Task directions:
Lines from the one containing "Query: embroidered crest on jersey" through the end of the entries below: set them down exactly, both ends included, with nothing added.

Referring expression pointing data
▶
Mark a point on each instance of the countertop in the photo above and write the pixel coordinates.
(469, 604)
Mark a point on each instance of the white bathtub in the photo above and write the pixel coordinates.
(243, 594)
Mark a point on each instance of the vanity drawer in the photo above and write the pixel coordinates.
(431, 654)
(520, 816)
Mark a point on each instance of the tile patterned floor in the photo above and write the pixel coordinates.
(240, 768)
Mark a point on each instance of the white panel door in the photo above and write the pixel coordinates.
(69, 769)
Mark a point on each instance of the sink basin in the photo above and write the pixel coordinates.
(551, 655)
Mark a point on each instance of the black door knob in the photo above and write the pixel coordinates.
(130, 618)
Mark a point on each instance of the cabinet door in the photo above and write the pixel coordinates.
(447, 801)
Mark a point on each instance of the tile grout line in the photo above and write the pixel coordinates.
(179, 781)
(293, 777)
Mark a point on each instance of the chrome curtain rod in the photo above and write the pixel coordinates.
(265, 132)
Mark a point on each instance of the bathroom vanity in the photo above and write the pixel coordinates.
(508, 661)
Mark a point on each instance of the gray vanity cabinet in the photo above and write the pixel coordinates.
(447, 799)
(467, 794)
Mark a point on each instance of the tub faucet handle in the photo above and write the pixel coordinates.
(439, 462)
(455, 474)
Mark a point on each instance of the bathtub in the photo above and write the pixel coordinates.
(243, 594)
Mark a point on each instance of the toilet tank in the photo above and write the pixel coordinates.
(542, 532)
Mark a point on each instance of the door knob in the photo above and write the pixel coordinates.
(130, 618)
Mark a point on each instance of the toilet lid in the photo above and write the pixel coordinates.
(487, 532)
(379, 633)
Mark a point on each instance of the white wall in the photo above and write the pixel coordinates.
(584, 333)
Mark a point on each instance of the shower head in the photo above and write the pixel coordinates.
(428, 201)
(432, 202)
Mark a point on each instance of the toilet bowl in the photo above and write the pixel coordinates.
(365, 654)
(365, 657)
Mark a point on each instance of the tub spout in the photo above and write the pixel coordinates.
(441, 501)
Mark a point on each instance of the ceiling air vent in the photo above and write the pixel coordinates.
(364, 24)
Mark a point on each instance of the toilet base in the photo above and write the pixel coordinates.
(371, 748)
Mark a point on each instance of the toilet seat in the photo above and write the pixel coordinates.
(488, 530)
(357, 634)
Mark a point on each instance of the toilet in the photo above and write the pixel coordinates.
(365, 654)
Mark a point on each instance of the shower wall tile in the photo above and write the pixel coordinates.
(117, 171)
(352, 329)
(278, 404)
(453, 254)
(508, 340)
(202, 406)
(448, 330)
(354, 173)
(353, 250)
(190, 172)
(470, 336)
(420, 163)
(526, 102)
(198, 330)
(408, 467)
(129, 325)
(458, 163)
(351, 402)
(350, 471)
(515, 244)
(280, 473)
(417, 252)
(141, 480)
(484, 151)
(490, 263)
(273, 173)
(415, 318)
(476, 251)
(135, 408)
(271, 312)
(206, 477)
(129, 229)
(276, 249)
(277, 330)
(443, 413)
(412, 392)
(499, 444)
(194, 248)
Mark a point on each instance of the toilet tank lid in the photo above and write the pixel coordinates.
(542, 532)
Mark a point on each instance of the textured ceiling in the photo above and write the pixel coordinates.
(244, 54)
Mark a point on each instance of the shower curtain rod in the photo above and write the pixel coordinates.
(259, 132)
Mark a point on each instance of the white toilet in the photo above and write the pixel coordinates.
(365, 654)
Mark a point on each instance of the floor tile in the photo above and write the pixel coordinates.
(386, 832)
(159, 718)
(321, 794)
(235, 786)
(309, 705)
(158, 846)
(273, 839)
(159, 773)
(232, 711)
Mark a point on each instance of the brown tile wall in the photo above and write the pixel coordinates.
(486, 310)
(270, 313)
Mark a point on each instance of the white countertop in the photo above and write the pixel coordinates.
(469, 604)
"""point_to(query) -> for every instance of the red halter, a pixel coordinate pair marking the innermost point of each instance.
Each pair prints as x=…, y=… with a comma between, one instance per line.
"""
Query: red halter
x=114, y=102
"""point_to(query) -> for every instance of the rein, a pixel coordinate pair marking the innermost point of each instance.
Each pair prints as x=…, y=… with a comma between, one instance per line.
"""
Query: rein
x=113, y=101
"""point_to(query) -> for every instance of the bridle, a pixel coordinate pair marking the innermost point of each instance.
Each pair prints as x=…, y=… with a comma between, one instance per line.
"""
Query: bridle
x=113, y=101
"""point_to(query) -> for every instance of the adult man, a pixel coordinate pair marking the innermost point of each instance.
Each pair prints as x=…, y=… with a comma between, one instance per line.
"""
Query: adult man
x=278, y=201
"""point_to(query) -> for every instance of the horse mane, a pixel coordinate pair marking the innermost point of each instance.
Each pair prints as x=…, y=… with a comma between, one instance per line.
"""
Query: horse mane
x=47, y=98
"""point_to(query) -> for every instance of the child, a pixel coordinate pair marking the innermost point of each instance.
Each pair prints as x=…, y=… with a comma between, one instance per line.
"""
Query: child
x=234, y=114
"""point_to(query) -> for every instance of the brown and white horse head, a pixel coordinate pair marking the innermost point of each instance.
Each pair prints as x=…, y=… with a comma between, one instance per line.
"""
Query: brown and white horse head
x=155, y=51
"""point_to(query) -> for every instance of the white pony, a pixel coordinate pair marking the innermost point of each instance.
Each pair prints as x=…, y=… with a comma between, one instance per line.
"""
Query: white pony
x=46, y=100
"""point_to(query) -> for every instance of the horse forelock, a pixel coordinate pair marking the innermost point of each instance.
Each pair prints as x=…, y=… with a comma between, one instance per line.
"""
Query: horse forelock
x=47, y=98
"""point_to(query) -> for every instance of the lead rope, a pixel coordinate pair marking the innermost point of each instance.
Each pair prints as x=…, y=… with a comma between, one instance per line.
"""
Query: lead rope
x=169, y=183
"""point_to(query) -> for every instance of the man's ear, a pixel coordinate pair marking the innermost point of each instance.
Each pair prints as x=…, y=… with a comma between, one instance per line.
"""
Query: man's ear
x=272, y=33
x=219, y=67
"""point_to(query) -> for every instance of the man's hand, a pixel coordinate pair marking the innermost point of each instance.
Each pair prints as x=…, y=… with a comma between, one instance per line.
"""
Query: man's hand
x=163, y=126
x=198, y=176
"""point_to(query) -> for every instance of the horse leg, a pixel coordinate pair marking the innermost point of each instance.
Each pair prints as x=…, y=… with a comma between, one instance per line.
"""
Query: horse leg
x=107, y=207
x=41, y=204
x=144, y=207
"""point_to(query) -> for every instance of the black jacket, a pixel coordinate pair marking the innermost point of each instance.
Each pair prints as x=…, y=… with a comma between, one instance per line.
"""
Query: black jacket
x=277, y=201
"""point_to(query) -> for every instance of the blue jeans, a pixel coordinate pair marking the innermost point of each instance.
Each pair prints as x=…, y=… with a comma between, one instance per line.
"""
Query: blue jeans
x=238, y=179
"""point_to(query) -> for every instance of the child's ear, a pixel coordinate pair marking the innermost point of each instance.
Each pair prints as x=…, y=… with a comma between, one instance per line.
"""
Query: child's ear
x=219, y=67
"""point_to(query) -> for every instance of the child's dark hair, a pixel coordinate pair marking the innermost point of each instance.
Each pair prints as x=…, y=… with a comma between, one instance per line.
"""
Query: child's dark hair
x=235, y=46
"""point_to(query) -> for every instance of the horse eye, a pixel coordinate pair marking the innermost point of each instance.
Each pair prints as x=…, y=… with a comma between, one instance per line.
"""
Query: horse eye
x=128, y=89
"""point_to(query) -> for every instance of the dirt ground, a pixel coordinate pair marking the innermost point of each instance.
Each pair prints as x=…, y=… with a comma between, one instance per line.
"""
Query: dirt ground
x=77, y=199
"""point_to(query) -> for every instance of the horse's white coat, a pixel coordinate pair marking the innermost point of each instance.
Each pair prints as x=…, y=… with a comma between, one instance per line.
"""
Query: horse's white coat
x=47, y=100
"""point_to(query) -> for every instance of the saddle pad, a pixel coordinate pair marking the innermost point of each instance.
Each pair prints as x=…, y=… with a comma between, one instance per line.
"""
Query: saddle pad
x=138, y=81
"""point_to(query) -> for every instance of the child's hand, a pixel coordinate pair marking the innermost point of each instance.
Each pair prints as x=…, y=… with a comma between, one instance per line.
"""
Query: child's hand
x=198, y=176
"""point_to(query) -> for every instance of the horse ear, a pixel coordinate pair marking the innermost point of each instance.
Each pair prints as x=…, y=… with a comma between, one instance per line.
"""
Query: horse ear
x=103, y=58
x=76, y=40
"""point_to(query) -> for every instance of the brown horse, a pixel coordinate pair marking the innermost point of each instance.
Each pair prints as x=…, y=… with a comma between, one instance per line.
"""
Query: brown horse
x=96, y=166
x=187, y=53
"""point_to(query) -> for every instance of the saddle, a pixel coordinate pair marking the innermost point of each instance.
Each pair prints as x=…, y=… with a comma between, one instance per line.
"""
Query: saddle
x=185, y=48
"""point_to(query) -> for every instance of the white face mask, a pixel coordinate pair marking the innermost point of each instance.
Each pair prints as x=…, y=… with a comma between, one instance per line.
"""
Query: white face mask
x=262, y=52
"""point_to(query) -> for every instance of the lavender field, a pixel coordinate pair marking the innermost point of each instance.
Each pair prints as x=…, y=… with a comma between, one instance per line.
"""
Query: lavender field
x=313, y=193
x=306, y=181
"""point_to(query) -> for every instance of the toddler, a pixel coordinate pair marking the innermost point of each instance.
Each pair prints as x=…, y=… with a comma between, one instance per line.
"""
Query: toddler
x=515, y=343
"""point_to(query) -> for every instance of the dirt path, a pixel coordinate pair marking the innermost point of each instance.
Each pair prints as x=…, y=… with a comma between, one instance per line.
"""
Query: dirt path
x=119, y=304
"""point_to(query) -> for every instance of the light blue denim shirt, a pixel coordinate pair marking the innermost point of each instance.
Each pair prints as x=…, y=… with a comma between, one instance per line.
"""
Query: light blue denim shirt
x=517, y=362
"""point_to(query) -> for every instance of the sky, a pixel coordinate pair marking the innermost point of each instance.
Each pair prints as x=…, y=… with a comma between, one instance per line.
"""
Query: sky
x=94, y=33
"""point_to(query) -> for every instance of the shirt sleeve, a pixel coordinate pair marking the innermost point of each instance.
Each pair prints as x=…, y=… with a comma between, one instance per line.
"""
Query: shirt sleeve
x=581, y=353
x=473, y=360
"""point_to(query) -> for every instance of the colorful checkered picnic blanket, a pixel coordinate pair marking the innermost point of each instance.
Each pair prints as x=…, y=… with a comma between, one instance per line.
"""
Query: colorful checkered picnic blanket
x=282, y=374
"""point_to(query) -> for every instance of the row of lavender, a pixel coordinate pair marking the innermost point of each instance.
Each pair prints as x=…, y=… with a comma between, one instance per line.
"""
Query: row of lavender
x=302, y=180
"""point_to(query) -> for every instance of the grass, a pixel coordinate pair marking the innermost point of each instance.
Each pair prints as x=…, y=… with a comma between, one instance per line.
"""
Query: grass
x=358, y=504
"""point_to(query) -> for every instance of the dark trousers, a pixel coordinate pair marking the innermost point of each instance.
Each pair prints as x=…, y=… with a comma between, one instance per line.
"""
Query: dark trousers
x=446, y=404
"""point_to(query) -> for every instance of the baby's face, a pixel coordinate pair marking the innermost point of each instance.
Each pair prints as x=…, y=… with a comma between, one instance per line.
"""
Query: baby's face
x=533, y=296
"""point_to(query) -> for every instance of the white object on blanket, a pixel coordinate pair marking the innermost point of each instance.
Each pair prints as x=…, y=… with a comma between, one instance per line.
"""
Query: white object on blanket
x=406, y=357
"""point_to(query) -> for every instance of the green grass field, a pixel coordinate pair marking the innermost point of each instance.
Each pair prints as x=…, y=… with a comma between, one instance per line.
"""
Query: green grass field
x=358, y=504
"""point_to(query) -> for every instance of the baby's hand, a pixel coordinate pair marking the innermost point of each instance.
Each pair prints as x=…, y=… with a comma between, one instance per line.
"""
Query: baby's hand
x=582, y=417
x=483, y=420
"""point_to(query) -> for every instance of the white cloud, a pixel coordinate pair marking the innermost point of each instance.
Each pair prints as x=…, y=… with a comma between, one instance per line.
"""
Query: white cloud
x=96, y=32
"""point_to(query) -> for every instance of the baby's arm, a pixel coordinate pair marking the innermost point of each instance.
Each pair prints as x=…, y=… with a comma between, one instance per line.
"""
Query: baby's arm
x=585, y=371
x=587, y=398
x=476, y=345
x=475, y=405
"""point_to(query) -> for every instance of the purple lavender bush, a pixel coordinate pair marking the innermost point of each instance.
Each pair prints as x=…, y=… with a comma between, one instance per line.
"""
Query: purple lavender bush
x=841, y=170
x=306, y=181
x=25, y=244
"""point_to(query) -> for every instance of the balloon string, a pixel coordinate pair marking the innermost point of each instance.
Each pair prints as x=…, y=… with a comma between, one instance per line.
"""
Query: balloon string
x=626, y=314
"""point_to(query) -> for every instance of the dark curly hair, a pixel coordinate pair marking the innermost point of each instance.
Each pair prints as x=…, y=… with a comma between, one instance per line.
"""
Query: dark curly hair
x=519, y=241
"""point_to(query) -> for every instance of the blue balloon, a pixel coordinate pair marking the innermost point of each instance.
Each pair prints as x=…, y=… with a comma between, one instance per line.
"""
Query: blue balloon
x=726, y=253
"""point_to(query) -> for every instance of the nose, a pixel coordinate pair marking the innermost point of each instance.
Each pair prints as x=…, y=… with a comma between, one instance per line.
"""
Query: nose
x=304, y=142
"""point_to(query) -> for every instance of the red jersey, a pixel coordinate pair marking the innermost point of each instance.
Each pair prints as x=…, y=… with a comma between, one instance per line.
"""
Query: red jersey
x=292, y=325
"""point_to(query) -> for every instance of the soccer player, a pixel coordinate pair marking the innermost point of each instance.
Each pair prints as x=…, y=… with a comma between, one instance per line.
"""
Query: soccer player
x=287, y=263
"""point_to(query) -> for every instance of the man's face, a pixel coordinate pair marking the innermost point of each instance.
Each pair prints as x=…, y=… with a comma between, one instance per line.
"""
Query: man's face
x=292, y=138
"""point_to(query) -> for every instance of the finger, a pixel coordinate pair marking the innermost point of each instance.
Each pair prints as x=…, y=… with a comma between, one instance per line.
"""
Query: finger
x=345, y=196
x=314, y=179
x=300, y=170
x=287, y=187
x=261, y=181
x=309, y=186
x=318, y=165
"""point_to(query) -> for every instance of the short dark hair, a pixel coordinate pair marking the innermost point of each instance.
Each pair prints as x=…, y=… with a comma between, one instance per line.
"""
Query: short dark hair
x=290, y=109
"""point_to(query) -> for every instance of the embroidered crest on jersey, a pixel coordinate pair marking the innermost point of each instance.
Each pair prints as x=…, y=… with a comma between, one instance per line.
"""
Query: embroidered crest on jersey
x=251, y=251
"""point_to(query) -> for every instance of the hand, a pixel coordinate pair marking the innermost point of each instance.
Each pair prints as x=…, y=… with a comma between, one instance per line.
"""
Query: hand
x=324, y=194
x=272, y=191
◀
Answer area:
Query: embroidered crest on jersey
x=251, y=251
"""point_to(query) -> for every instance of the hand, a pixel coordinate pair marking the innermost point of each instance.
Each pair prints as x=…, y=… with a comma between, one instance per line.
"""
Query: hand
x=324, y=194
x=272, y=191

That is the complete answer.